**Your goal**
Every line below that holds the string "rocky" should be copied out.

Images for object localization
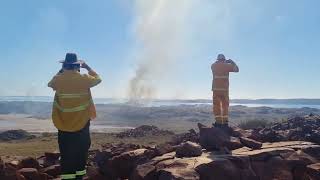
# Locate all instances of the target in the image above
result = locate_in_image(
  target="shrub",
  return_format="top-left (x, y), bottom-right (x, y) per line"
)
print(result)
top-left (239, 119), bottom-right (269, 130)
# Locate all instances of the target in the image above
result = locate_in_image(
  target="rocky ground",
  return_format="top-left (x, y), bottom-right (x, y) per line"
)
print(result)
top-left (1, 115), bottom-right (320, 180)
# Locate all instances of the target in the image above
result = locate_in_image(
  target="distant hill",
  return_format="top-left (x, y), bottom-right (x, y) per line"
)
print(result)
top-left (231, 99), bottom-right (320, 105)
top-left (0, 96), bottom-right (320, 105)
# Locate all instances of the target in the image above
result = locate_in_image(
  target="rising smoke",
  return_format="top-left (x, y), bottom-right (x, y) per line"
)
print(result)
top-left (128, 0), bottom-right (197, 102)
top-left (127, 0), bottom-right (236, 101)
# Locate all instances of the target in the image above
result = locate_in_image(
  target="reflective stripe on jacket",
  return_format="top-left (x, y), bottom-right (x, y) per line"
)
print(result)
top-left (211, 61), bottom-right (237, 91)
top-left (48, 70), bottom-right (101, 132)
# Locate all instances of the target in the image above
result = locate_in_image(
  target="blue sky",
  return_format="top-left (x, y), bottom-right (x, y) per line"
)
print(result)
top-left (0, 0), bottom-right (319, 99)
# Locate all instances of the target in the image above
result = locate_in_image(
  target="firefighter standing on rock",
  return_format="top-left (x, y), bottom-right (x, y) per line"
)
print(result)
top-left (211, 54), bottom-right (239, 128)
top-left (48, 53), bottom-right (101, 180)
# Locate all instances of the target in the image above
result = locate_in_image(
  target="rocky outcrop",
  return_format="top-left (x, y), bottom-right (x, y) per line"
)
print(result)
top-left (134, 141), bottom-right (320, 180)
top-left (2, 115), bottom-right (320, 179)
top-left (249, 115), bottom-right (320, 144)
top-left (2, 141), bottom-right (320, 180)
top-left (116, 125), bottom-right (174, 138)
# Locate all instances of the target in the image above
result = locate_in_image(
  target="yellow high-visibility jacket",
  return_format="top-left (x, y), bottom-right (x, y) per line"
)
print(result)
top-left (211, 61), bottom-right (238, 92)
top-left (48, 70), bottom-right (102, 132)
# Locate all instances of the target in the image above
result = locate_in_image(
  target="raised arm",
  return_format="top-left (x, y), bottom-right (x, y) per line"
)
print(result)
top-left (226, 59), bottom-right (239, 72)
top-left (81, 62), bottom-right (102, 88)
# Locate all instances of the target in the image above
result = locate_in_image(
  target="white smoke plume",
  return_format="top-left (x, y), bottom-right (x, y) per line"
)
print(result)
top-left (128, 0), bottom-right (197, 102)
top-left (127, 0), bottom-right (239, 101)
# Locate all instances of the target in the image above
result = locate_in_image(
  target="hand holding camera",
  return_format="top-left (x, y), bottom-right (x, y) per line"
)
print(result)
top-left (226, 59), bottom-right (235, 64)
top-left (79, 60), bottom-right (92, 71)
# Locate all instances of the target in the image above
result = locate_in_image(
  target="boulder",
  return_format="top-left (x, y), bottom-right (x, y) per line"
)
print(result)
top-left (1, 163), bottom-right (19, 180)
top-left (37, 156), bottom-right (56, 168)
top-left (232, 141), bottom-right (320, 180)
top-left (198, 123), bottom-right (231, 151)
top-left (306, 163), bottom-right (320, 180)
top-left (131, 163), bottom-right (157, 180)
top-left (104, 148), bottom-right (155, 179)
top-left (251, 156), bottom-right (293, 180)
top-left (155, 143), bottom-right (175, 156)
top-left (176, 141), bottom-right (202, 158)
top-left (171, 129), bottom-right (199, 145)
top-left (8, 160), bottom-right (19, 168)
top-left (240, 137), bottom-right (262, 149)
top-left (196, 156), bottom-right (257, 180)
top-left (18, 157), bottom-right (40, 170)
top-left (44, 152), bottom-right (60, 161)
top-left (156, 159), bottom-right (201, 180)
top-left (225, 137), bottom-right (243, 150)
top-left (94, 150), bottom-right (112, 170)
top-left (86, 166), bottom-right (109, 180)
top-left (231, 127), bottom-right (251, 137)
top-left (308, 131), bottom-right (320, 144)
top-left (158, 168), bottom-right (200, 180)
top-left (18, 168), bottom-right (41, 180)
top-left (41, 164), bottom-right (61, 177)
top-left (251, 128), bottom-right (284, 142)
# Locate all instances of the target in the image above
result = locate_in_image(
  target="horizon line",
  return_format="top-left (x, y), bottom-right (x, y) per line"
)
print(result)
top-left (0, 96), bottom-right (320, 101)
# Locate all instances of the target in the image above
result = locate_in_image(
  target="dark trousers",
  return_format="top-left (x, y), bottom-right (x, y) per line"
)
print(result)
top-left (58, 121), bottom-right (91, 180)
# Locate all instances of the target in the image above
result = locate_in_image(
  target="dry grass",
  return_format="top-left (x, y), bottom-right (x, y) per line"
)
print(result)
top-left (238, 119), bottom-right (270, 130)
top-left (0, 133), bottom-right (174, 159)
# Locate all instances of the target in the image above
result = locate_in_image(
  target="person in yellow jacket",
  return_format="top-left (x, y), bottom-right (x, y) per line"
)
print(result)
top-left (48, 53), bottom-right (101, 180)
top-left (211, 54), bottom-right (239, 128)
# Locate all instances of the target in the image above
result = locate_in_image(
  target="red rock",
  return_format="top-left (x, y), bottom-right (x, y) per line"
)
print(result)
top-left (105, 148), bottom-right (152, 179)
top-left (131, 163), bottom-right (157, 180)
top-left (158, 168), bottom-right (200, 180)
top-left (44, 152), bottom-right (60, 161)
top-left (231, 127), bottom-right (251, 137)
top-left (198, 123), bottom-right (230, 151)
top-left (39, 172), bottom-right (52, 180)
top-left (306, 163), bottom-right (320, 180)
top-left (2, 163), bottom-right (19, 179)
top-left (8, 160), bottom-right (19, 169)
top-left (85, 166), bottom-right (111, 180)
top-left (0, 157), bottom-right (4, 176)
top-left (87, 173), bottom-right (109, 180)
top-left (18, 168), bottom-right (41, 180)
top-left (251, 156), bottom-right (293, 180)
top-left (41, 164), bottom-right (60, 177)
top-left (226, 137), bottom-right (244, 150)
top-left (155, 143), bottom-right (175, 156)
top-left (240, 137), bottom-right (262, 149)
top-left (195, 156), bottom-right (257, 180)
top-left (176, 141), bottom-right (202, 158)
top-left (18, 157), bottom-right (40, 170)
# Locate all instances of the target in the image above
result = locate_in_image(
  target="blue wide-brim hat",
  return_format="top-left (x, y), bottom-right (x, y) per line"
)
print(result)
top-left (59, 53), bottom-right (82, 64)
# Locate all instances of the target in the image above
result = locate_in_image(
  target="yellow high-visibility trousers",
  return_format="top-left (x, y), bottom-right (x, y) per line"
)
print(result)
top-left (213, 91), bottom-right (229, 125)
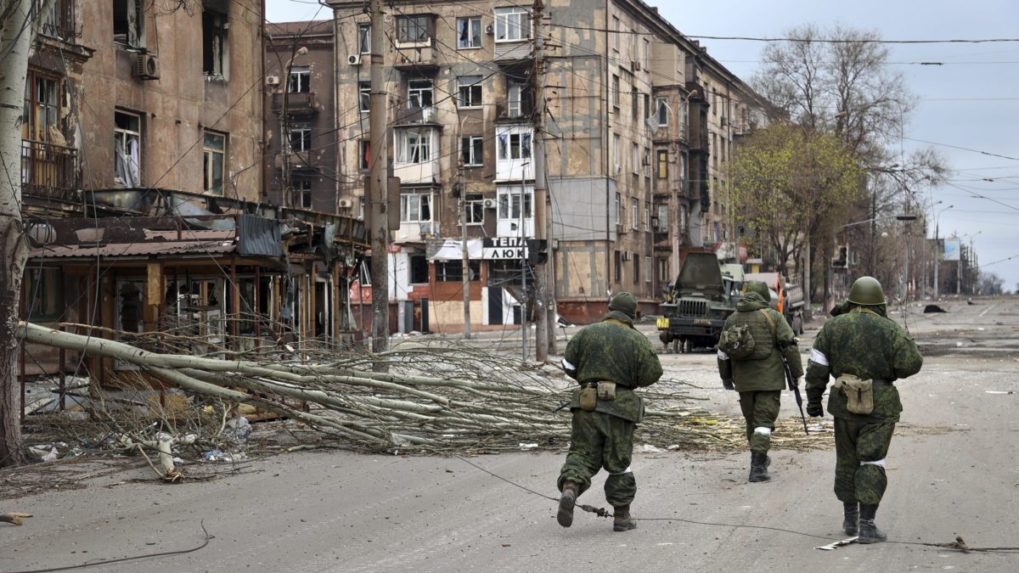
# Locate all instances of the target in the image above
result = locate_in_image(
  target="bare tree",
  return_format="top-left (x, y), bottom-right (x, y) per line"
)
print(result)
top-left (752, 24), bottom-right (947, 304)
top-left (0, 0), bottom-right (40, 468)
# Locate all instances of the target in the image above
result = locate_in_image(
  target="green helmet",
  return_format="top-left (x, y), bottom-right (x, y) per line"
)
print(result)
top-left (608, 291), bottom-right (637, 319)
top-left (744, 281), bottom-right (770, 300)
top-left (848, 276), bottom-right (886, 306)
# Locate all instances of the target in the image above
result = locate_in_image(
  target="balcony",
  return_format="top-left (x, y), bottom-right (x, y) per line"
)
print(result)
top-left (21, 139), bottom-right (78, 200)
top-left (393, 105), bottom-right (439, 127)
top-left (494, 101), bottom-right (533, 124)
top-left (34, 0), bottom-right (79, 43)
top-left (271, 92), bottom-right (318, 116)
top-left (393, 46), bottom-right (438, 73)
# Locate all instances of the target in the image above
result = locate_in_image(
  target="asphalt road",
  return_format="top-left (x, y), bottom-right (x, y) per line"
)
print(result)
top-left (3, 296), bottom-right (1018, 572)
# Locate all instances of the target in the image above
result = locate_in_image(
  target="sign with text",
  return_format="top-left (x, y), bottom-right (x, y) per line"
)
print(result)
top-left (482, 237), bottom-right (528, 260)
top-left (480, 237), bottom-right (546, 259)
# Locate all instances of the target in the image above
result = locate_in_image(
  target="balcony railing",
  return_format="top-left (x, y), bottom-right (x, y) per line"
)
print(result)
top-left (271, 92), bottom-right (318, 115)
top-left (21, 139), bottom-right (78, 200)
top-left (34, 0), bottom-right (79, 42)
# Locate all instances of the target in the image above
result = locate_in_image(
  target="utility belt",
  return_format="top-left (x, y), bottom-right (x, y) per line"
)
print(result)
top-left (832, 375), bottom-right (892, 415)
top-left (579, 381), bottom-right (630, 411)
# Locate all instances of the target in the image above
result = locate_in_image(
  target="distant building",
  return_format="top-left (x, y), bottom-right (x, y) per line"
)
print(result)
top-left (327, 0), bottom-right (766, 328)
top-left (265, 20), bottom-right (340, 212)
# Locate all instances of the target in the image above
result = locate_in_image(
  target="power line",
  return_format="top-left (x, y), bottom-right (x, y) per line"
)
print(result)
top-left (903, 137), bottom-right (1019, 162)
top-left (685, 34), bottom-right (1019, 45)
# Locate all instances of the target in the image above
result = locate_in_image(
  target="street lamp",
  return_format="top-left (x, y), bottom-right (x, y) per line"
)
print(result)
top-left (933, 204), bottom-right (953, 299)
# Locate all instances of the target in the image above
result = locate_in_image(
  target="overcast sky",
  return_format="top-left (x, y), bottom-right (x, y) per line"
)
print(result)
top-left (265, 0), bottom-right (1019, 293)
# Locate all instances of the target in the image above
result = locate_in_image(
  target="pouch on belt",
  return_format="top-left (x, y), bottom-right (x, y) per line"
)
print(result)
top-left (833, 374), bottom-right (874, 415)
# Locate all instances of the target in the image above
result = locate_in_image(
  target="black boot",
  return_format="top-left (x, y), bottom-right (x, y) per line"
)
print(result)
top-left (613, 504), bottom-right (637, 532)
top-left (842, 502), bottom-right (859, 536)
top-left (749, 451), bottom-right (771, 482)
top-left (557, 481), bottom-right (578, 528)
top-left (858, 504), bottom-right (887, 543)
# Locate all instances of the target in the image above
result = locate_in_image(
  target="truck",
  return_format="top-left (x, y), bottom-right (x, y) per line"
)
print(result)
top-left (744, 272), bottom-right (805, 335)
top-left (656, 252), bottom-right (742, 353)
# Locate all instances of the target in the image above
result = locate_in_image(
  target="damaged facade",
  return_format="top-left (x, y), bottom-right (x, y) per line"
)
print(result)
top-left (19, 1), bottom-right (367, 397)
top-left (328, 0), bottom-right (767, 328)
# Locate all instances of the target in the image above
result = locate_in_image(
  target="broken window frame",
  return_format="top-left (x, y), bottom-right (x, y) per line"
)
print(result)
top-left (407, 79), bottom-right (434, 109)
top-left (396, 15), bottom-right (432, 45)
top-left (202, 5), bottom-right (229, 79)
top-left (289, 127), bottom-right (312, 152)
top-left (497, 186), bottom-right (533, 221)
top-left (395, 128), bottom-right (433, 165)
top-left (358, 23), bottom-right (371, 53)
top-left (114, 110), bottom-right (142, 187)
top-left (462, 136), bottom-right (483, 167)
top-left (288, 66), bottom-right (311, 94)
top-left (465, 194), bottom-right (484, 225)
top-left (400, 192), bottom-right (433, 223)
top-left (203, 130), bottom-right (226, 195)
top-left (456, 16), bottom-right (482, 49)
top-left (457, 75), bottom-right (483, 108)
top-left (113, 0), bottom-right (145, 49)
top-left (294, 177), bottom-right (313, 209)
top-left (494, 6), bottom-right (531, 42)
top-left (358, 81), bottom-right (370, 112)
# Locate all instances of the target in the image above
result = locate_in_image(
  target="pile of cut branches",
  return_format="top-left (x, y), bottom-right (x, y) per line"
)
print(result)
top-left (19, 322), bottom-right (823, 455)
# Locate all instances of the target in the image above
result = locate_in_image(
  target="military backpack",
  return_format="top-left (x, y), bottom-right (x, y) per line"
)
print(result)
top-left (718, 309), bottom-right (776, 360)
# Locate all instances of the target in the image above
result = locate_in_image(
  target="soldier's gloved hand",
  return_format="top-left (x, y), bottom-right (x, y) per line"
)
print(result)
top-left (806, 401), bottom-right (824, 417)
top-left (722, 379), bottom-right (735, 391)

**Answer space**
  target="rocky ground",
  target="rocky outcrop",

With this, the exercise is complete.